- Provided data
▼▼▼

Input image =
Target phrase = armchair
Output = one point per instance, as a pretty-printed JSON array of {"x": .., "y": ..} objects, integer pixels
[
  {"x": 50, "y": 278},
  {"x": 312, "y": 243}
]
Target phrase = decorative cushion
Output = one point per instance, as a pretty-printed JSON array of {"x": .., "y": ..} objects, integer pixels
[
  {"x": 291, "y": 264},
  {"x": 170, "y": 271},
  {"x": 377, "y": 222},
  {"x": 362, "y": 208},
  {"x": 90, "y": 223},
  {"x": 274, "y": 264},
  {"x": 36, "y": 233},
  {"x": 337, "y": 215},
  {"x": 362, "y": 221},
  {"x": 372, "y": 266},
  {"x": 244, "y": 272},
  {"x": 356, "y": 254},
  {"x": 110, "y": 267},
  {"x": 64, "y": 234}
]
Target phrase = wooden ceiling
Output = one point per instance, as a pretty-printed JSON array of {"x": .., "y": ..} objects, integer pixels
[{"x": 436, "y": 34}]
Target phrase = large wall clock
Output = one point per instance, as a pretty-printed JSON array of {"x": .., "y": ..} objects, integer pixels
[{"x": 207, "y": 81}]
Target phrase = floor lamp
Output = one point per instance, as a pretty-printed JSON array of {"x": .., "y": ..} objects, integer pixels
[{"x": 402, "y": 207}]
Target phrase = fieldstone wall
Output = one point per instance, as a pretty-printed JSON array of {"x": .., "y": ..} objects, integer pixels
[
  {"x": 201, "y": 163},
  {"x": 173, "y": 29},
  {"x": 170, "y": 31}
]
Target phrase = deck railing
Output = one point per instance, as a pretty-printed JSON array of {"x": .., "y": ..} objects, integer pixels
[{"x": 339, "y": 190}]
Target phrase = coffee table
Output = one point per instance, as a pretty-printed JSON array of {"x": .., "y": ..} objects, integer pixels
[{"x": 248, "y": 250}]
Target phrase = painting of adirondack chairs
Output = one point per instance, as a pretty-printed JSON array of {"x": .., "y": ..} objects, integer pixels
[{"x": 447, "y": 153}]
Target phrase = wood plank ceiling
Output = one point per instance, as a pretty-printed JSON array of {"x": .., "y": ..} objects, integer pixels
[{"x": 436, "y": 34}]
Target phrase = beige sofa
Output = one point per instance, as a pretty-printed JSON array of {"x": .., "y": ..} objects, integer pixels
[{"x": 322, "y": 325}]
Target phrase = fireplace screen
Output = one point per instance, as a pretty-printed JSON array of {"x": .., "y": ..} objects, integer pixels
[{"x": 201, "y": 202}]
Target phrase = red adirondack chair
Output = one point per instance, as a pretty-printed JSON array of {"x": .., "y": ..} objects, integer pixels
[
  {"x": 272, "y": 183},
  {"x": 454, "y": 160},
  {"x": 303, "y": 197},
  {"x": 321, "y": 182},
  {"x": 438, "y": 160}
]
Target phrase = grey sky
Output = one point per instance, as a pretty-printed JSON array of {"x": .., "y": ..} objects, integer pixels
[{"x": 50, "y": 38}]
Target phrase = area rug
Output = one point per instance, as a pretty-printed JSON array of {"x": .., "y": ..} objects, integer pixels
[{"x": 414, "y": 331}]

▲▲▲

Reproduce every one of the lines above without changing anything.

Input image =
Target phrase = armchair
Output = one point per instance, as a pretty-printed JSON array of {"x": .., "y": ..} objects, integer pixels
[
  {"x": 50, "y": 278},
  {"x": 312, "y": 243}
]
Target phrase = decorative cushion
Output = one point per instance, as a pretty-printed JSON array of {"x": .., "y": ..} objects, integer pixels
[
  {"x": 291, "y": 264},
  {"x": 170, "y": 271},
  {"x": 377, "y": 222},
  {"x": 362, "y": 208},
  {"x": 90, "y": 223},
  {"x": 274, "y": 264},
  {"x": 36, "y": 233},
  {"x": 337, "y": 215},
  {"x": 362, "y": 221},
  {"x": 372, "y": 266},
  {"x": 244, "y": 272},
  {"x": 356, "y": 254},
  {"x": 110, "y": 267},
  {"x": 64, "y": 234}
]
Target phrase = wooden ceiling
Output = one point per instance, as a pretty-printed JSON array of {"x": .., "y": ..} objects, integer pixels
[{"x": 436, "y": 34}]
Target phrase = large wall clock
Output = one point per instance, as a pretty-printed JSON array of {"x": .., "y": ..} objects, integer pixels
[{"x": 207, "y": 81}]
Target phrase = floor lamp
Output = one point per instance, as a pretty-printed JSON array of {"x": .., "y": ..} objects, integer pixels
[{"x": 402, "y": 207}]
Target phrase = fieldstone wall
Output = one point per instance, as a pretty-printed JSON array of {"x": .., "y": ..} objects, integer pixels
[
  {"x": 201, "y": 163},
  {"x": 173, "y": 29},
  {"x": 170, "y": 31}
]
Target phrase = deck railing
Output = one point per instance, as a pretty-printed JSON array of {"x": .., "y": ..} objects, integer pixels
[{"x": 339, "y": 190}]
Target phrase = coffee table
Output = one point per instance, as a pretty-printed JSON array of {"x": .., "y": ..} objects, integer pixels
[{"x": 248, "y": 250}]
Target phrase = painting of adirondack chairs
Output = one point per instance, as a pretty-printed JSON array of {"x": .., "y": ..} objects, integer pixels
[{"x": 447, "y": 153}]
Target phrase = wood plank ceiling
Output = one point per instance, as a pretty-printed JSON array of {"x": .., "y": ..} objects, integer pixels
[{"x": 436, "y": 34}]
Target phrase = beige sofa
Output = one point per instance, as a pretty-printed JSON array of {"x": .., "y": ..} objects, integer pixels
[{"x": 322, "y": 325}]
Target phrase = fireplace screen
Output = one point per instance, as a pretty-printed JSON array of {"x": .., "y": ..} objects, integer pixels
[{"x": 201, "y": 202}]
Target phrase = red adirondack chair
Output = one point per instance, as a pretty-printed JSON array of {"x": .., "y": ..} objects, integer pixels
[
  {"x": 272, "y": 183},
  {"x": 454, "y": 160},
  {"x": 303, "y": 197},
  {"x": 321, "y": 182},
  {"x": 438, "y": 160}
]
Target phrase = grey sky
Output = one point per instance, as a pretty-printed JSON array of {"x": .., "y": ..} objects, integer pixels
[{"x": 50, "y": 38}]
Target phrase = area rug
Output = one point per instance, as a pretty-printed JSON array of {"x": .., "y": ..} objects, integer pixels
[{"x": 414, "y": 331}]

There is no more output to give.